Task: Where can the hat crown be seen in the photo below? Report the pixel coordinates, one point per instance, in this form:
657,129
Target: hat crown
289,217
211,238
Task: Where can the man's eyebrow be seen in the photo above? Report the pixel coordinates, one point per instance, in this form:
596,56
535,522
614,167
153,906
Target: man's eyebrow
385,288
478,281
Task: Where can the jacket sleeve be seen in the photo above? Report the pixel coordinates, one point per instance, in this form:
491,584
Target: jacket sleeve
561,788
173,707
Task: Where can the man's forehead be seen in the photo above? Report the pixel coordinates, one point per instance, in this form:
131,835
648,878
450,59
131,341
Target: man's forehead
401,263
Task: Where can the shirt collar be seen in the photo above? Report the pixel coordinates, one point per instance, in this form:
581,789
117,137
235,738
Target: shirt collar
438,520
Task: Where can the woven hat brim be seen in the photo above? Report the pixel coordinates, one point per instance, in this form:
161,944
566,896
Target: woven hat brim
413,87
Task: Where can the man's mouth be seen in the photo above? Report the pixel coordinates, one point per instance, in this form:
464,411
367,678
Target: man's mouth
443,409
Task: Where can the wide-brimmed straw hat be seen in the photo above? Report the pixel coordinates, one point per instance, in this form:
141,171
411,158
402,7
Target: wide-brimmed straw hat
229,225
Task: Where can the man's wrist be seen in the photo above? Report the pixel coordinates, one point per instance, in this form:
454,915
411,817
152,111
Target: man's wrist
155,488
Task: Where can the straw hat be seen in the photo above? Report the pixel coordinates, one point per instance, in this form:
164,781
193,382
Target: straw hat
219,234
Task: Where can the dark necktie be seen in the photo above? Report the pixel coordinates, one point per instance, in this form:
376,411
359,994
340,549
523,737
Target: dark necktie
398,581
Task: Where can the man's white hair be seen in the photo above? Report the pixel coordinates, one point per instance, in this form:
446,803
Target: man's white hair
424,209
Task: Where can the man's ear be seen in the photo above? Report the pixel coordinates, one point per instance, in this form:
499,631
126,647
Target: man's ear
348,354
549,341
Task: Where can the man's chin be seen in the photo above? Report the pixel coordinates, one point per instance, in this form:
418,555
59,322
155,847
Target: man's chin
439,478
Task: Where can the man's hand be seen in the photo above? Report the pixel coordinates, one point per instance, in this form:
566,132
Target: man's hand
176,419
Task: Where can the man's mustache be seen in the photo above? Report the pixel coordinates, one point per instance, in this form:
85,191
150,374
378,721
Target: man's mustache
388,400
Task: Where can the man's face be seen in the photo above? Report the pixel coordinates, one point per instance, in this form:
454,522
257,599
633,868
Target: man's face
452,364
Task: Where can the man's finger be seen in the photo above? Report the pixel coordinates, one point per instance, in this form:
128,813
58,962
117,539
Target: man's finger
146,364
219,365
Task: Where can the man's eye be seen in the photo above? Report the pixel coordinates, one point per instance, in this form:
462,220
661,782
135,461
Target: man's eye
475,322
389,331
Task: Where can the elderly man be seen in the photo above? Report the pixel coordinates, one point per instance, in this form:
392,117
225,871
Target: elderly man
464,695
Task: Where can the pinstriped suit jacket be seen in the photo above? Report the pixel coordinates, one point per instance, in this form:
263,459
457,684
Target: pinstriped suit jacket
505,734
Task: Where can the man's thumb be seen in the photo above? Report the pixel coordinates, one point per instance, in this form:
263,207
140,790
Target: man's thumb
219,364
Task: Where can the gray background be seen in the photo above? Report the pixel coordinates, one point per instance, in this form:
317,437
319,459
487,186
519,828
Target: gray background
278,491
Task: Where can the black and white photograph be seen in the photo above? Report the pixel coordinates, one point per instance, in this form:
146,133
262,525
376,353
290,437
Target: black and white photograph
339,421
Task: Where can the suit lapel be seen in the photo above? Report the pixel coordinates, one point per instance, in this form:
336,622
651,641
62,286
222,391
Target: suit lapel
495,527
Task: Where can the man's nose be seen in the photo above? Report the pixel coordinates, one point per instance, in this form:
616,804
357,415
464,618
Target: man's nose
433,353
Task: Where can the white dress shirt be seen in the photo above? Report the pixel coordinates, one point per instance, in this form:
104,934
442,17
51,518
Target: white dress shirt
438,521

- - -

**What you should do**
Begin with the line that contains "Task: Where can the gray" and quote each line after it exactly, stopping after the last line of the data.

**Problem solution**
Task: Where can the gray background be seen in the photo above? Report the pixel coordinates, one point per instance, in this form:
317,437
319,459
487,186
519,828
Target: gray background
278,491
Task: Where can the black and white photograph be seen in the photo above? Report the pixel coordinates, one point per instance, in this form:
146,133
262,525
376,353
290,437
Target: black and white photograph
339,421
Task: Where can the suit lapel be seen in the photo above? Report the pixel coordinates, one point per instance, in this form:
336,622
651,641
62,286
222,391
Target: suit lapel
495,527
Task: Where can the man's nose be seen in the photo above? Report the pixel coordinates, one point per instance, in this form:
616,804
357,415
464,618
Target: man's nose
433,353
Task: Where can the white dress shirt be seen in the photo above? Report the pixel coordinates, one point per instance, in this form:
104,934
442,17
51,518
Target: white dress shirt
438,521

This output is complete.